== SOURCE ==

That’s certainly not the level of production that you’d expect from a franchise tight end.

Given the money Finley commands and his middling production, NFL analysts speculated that the Packers would release the 26-year-old or ask him to restructure his contract before a $3 million roster bonus kicked in on March 26.

The Packers did neither.

Instead, Packers general manager Ted Thompson eschewed his penny-pinching ways and ponied up for Finley’s spring bonus. After losing Greg Jennings to the Vikings, keeping Finley in town likely served as a stopgap measure to prevent uneasiness in Titletown.

Whether the Packers wanted Finley back in green and yellow is irrelevant. The fact remains that Finley, who is set to make $8.25 million in 2013, is a key piece of the Packers offense.

Finley needs to focus on tallying up first down catches despite reports of chemistry issues between him and quarterback Aaron Rodgers. Wide receivers Jordy Nelson, Randall Cobb and James Jones certainly make for a formidable receiving corps. With the departure of Jennings, Finley must prove a reliable target over the middle to create space on the outside for the receivers.

Finley also plays an essential role as a decoy in the Packers offense. With his size and athleticism, Finley draws plenty of attention from opposing defenders, which creates openings for Rodgers to find his receivers.

Jermichael Finley is still young and has plenty of room for improvement, but he needs to start showing that he deserves to be the NFL’s second-highest paid tight end.

===
== RECORD SET ==

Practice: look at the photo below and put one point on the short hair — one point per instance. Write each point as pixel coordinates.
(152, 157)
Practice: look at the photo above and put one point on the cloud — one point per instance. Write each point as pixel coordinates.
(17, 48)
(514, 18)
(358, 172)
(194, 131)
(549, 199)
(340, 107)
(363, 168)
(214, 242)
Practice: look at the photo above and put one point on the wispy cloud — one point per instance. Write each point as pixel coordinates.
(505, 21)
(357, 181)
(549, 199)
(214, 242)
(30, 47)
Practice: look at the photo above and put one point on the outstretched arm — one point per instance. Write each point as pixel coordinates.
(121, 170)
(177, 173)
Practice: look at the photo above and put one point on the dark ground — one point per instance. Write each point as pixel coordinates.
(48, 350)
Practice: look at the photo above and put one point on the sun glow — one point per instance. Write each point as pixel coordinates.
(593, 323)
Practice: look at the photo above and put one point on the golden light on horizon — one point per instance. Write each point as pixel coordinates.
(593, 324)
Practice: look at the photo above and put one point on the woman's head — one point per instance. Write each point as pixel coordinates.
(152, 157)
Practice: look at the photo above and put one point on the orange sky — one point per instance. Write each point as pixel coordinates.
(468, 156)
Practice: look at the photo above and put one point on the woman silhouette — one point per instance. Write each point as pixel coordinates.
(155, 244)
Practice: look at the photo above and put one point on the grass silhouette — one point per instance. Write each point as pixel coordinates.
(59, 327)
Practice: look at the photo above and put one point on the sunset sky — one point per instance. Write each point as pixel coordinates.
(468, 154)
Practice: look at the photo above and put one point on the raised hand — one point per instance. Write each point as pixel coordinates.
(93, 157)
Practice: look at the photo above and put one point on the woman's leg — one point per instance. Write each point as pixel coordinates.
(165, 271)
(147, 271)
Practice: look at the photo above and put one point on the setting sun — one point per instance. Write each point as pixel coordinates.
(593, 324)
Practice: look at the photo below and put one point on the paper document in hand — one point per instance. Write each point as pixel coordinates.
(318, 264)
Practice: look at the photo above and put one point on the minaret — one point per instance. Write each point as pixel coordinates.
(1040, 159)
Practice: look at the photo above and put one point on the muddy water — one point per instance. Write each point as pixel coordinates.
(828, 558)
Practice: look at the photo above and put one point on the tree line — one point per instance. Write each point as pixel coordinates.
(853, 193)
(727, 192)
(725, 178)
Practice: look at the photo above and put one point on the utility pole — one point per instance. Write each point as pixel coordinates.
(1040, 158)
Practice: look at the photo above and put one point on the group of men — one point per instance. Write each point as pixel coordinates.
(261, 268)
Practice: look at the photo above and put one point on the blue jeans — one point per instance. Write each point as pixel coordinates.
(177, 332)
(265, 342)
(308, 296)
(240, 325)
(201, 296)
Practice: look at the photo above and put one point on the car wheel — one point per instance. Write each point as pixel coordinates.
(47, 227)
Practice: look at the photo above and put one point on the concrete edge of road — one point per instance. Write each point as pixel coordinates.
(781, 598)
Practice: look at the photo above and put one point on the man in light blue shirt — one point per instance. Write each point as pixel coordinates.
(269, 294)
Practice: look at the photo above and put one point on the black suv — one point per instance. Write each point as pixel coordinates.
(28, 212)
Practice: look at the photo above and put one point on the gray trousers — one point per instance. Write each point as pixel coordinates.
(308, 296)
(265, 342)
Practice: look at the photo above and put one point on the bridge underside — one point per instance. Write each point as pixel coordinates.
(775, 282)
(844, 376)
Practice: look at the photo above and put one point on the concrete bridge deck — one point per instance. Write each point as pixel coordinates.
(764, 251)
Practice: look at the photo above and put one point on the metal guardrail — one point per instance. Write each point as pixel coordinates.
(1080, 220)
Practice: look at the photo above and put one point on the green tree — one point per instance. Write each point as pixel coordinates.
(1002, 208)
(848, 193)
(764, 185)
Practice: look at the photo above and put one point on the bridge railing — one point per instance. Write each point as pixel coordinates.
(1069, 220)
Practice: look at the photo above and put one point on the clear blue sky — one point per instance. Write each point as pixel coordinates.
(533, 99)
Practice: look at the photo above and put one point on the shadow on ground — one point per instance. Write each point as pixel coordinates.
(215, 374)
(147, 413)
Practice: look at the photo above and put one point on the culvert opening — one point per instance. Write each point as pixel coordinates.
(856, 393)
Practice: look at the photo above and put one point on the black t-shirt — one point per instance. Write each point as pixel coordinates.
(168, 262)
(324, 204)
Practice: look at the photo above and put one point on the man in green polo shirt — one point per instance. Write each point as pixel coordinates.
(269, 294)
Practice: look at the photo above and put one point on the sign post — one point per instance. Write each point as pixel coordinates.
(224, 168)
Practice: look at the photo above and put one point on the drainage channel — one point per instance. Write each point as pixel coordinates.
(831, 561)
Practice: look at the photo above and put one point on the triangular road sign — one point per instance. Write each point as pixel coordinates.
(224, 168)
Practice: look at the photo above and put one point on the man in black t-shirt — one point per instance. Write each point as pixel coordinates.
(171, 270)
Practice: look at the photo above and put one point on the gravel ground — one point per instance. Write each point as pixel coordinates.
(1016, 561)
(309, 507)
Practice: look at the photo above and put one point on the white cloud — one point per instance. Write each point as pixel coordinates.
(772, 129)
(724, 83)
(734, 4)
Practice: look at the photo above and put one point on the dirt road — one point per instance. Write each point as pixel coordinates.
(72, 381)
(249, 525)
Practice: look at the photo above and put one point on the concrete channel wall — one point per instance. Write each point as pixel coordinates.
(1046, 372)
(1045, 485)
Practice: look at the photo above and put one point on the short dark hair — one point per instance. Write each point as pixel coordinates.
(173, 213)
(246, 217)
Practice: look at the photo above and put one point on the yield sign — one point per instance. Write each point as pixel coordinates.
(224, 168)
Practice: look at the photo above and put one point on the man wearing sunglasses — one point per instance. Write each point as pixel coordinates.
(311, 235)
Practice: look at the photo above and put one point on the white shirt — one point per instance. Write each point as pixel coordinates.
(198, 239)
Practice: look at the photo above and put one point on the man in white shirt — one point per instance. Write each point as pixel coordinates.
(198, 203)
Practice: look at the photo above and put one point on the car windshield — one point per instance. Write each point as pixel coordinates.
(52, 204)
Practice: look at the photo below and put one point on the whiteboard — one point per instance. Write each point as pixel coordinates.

===

THE TASKS:
A. Reproduce the Finley passage word for word between "Jermichael Finley is" and "paid tight end.", inclusive.
B. Name every player whom the Finley passage identifies as a wide receiver.
These entries were taken from a separate source.

SOLUTIONS TO THE PROBLEMS:
A.
Jermichael Finley is still young and has plenty of room for improvement, but he needs to start showing that he deserves to be the NFL’s second-highest paid tight end.

B. Jordy Nelson, Randall Cobb, James Jones